▸ Texto de la página
***

La antirrevista femenina o cómo ser mujer

Por Elvira Navarro

La columnista y crítica de televisión Caitlin Moran describe así una escena de pornografía heterosexual del siglo XXI:

  “Érase una vez una niña con la uñas largas y muy mal vestida sentada en un sofá, intentando parecer sexy, pero con cara de haber recordado esa fastidiosa multa de tráfico que aún no ha pagado. Puede que también bizquee un poco por lo apretado que lleva el sujetador.

            Un hombre entra en la habitación, un hombre que camina de una manera extraña, como si llevara una silla de jardín invisible delante de él. Esto se debe a que tiene un pene inútilmente largo, en erección, que parece escanear la habitación en busca del objeto sexualmente menos interesante.     

            Tras rechazar la ventana y un jarrón, la polla finalmente localiza a la chica del sofá.

            Mientras ella se pasa la lengua por los labios con gesto indiferente, el hombre se inclina hacia ella, e inexplicablemente, sopesa su pecho izquierdo con la mano. Esto parece ser el cruce de alguna clase de Rubicón sexual, ya que 30 segundos después, él se la folla por delante en una postura muy incómoda, y luego por detrás mientras ella pone cara de dolor. Todo esto suele ir acompañado de unos azotes en el culo por aquí o unos tirones de pelo por allá, cualquier variación que se pueda introducir en una sencilla filmación a dos cámaras en menos de cinco minutos. El final llega cuando él eyacula sobre la cara de la chica, descuidadamente, como si estuviera glaseando caprichosamente un pastelillo en uno de los desafíos de Generation Game.

            Fin”.

***

▸ Datos extraídos

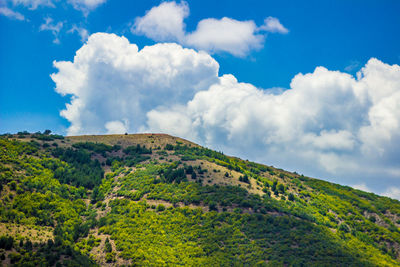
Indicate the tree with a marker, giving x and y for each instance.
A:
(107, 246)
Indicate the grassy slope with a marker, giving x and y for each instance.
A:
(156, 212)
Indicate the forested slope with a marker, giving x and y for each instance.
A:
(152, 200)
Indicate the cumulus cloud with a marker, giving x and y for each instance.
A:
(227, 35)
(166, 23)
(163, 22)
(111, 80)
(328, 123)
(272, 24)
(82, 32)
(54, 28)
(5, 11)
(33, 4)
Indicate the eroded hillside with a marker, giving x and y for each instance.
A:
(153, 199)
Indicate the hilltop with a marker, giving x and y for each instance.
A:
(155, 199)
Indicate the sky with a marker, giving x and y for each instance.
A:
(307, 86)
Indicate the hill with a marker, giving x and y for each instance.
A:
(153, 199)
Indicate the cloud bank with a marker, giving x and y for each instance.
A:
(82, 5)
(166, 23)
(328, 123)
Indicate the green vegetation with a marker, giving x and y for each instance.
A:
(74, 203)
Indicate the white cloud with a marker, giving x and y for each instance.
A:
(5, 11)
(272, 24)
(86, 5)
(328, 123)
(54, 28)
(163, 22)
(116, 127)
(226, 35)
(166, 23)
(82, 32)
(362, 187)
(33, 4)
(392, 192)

***

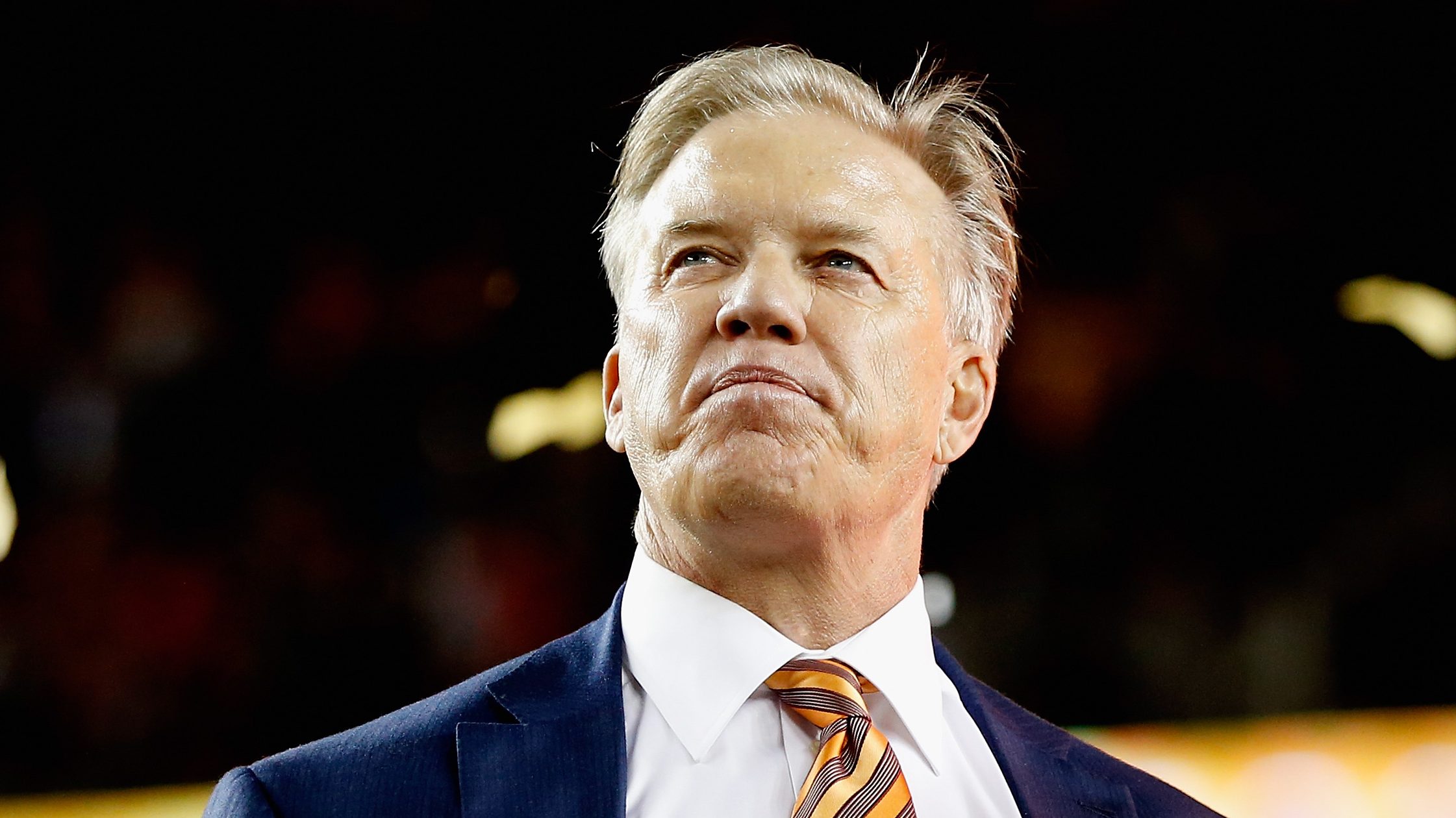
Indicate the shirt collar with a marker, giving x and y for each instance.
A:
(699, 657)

***

▸ Tareas
- a) Según el texto sobre la antirrevista femenina, ¿a qué se dedica Caitlin Moran?
- b) Retoma el texto sobre la antirrevista femenina a partir de su última línea.
Las filas no tienen nada que ver con el texto sobre la antirrevista femenina.

▸ Respuestas
- a) Es columnista y crítica de televisión.

- b)
Esta escena se sitúa casi en el arranque de este libro que, como si fuera autoayuda o el nombre de una revista para chicas, se titula Cómo ser mujer, y que es un catálogo de los modos y las modas dictadas por un patriarcado que siempre ha considerado a la mujer como una mercancía con unas labores específicas: reproducción, cuidado del hogar y de sus moradores (propios o ajenos). El libro de Moran habla mucho de sexo, de hijos, de bodas, de príncipes azules y de cánones, asuntos en teoría no tan determinantes ya para las mujeres en el mundo occidental, donde las féminas no estamos obligadas a casarnos ni a reproducirnos para realizarnos de manera respetable, ni tampoco a practicar un tipo de sexo que no nos gusta. Ahora bien, si esto es así aunque aún no exista una igualdad total, ¿cómo se explica el éxito de ciertas revistas femeninas en las que sus redactores se afanan por que seas la mujer ideal, sin pelos, sin grasa, sin olores, sin neuras, sin arrugas, con un buen vestido de boda, sin que se te canse la mandíbula al hacer una felación y dando la impresión de que todo eso lo has elegido tú, de que la liberación de la mujer finalmente coincide con una idea bastante tradicional de lo que nos corresponde si tenemos vagina?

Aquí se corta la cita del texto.